Archive for August, 2011

A new case on cardiac arrhythmia

Posted in Heart/Lung Bill on August 26, 2011 by leslie@lawyertampa

MICHAEL LeBLANC, Appellant, v. CITY OF WEST PALM BEACH and JOHNS EASTERN COMPANY, Appellees.
CASE NO. 1D10-6321
COURT OF APPEAL OF FLORIDA, FIRST DISTRICT
PER CURIAM.

In this workers’ compensation appeal, Claimant, a firefighter, challenges an order of the Judge of Compensation Claims (JCC) that finds that his Employer and its workers’ compensation carrier (the E/C) introduced sufficient evidence to establish a non-occupational cause of his cardiac arrhythmia. Claimant argues that testimony establishing that the cause of Claimant’s condition was unknown was insufficient to demonstrate that the condition, in fact, had a non-industrial cause. We agree and reverse.

_Data records:_

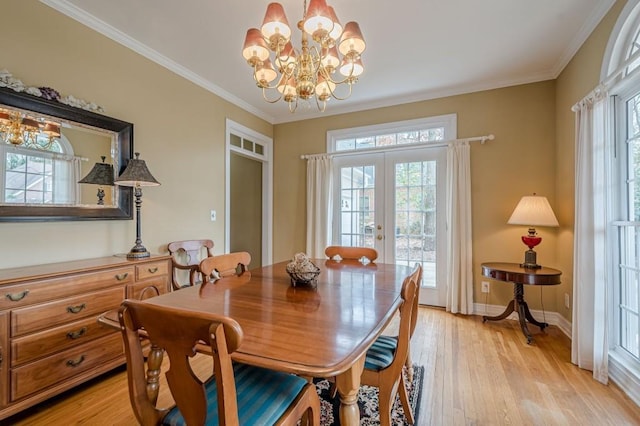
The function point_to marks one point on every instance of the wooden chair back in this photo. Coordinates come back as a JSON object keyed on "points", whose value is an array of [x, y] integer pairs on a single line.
{"points": [[390, 379], [351, 253], [224, 265], [185, 258], [177, 332]]}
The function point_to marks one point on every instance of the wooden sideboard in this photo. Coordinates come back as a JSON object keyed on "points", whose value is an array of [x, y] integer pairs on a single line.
{"points": [[50, 340]]}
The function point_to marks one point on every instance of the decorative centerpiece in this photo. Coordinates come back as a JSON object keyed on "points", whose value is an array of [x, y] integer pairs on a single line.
{"points": [[302, 270]]}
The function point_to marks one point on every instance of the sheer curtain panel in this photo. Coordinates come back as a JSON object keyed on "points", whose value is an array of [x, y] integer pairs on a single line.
{"points": [[319, 204], [459, 251], [589, 335]]}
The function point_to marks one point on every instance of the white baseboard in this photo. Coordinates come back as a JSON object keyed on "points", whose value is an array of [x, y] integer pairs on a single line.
{"points": [[626, 378], [551, 318]]}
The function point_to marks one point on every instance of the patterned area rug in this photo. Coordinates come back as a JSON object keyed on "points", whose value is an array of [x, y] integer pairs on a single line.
{"points": [[368, 403]]}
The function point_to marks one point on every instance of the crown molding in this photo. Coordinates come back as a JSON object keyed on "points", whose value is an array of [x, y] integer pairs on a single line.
{"points": [[581, 37], [118, 36]]}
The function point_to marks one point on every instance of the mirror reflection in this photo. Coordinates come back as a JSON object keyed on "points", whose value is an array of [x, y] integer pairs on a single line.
{"points": [[46, 159], [48, 153]]}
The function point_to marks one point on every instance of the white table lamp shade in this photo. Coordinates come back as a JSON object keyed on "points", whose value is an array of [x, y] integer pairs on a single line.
{"points": [[533, 210]]}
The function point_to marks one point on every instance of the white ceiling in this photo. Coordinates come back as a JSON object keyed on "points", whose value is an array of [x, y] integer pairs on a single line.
{"points": [[416, 49]]}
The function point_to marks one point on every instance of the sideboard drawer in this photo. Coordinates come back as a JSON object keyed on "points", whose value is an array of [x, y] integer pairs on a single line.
{"points": [[152, 269], [44, 343], [34, 318], [37, 291], [41, 374], [148, 288]]}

_What you need to do:_
A: In the court opinion, what is the claimant's occupation?
B: Pick up the court opinion at its final sentence and carry it forward.

_Answers by task:_
A: A firefighter.

B:
Here, there is no dispute that Claimant established the legal conditions for the operation of the presumption found in section 112.18(1), rendering his cardiac arrhythmia work-related and, thus, compensable under the Workers’ Compensation Law — unless sufficiently rebutted by the introduction of evidence establishing a non-industrial cause. See Punsky v. Clay County Sheriff’s Office, 18 So. 3d 577, 583 (Fla. 1st DCA 2009).  The medical evidence accepted as credible by the JCC established that the sufficient cause of Claimant’s condition was unknown; Claimant could have developed the condition notwithstanding his occupation; and, “mechanistically,” the condition is caused by an electrical defect in the cells of the heart. From this, the JCC concluded that the E/C sufficiently established a non-occupational cause of Claimant’s condition.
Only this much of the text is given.